- Given information
#####

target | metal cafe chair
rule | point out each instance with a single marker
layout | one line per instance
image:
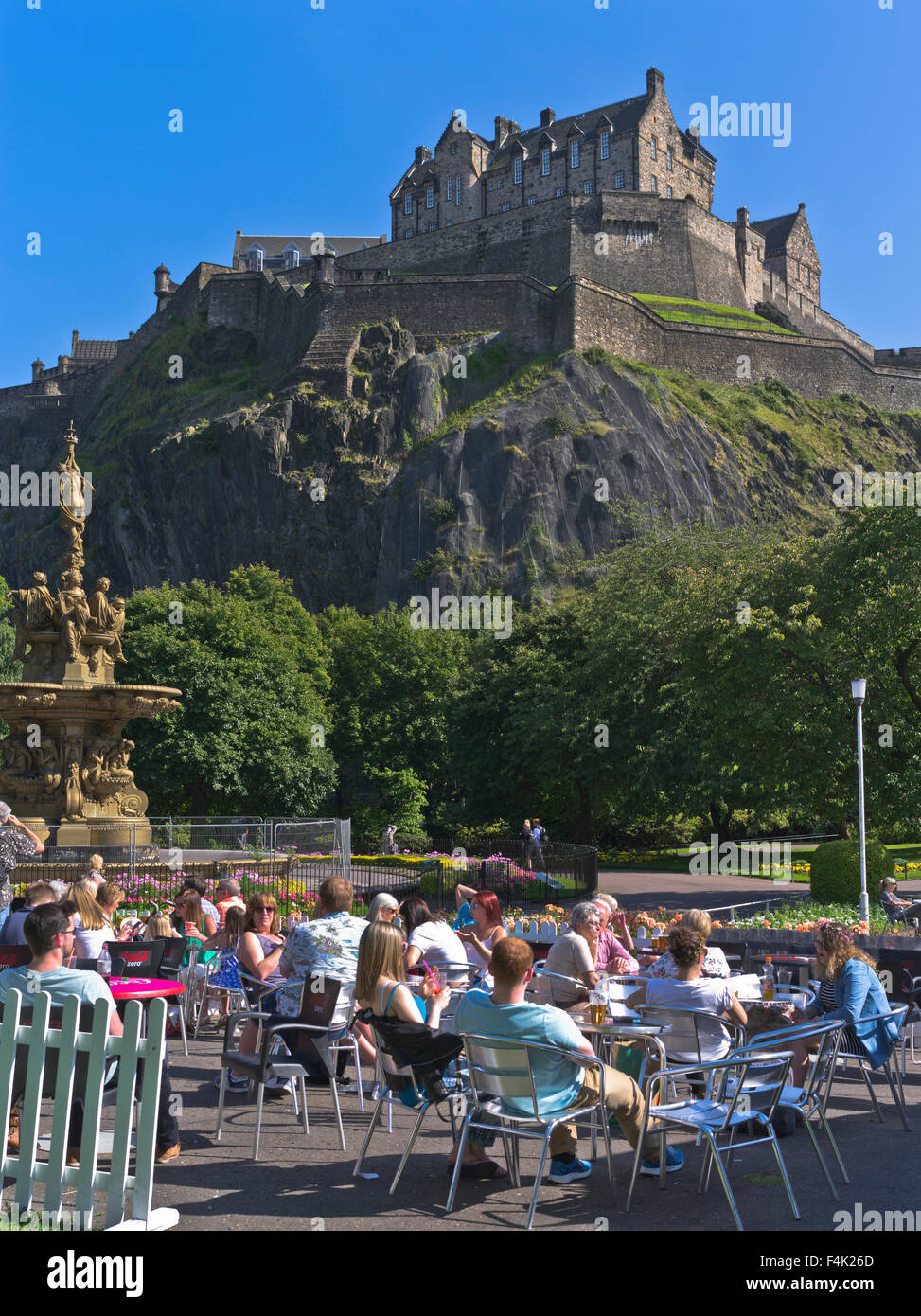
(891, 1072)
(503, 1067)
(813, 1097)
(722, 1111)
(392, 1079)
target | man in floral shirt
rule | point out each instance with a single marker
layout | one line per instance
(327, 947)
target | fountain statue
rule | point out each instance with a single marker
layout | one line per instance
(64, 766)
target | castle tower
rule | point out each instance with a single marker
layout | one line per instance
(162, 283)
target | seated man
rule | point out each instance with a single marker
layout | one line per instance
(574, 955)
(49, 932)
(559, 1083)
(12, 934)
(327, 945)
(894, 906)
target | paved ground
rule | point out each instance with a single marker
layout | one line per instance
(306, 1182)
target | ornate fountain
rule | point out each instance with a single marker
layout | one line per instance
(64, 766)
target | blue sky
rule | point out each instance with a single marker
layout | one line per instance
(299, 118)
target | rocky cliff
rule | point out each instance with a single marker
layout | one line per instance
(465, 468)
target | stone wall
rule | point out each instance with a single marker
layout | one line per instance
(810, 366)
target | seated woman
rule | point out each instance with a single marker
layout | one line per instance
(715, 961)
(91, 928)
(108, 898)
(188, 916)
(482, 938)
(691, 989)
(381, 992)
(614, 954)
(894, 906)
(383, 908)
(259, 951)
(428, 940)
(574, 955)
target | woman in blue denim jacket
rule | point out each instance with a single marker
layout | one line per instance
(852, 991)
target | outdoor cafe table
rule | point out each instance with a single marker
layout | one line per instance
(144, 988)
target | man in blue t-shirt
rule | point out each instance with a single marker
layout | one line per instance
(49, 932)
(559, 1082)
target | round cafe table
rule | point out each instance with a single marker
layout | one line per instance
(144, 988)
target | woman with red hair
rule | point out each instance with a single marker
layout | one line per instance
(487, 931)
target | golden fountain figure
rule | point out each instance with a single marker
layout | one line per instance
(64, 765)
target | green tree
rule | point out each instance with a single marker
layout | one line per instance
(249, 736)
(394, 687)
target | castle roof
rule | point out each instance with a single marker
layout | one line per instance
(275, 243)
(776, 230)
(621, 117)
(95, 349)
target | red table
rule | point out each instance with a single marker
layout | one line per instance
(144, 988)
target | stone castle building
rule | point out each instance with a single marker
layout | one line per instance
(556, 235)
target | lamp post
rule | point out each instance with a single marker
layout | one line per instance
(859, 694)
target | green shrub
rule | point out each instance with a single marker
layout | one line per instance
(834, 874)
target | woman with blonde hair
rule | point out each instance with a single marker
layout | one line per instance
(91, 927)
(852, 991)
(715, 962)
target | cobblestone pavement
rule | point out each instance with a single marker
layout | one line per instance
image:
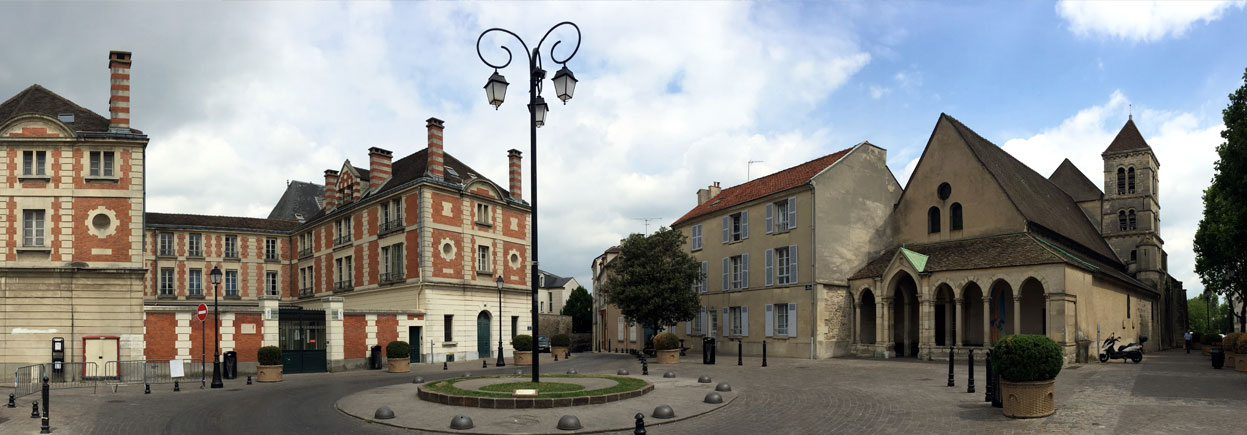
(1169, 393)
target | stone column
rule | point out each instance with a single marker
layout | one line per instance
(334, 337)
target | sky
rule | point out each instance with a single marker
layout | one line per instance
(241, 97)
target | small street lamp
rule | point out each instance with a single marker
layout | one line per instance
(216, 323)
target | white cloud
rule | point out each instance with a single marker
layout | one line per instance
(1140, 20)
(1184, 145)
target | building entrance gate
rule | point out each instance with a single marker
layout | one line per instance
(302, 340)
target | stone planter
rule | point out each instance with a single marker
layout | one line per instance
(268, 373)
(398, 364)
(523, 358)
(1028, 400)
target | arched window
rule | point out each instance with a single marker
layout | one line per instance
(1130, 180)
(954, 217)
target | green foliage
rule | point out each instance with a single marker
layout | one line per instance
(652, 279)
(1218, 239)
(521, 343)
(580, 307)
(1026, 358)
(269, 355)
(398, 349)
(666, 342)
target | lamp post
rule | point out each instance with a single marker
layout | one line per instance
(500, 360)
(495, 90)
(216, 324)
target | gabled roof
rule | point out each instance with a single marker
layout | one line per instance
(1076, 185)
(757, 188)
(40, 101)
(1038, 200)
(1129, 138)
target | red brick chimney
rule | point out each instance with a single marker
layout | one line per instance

#####

- The request
Copy the lines of the material above without any changes, from the line containing "target | outdoor cafe table" through the line containing "(559, 1082)", with both of those lines included.

- Finished task
target | outdoor cafe table
rule | point out each instance with a single marker
layout | one line per instance
(144, 988)
target | man in blue t-shirt
rule | point out each instance with a single marker
layout | one line per instance
(49, 932)
(559, 1082)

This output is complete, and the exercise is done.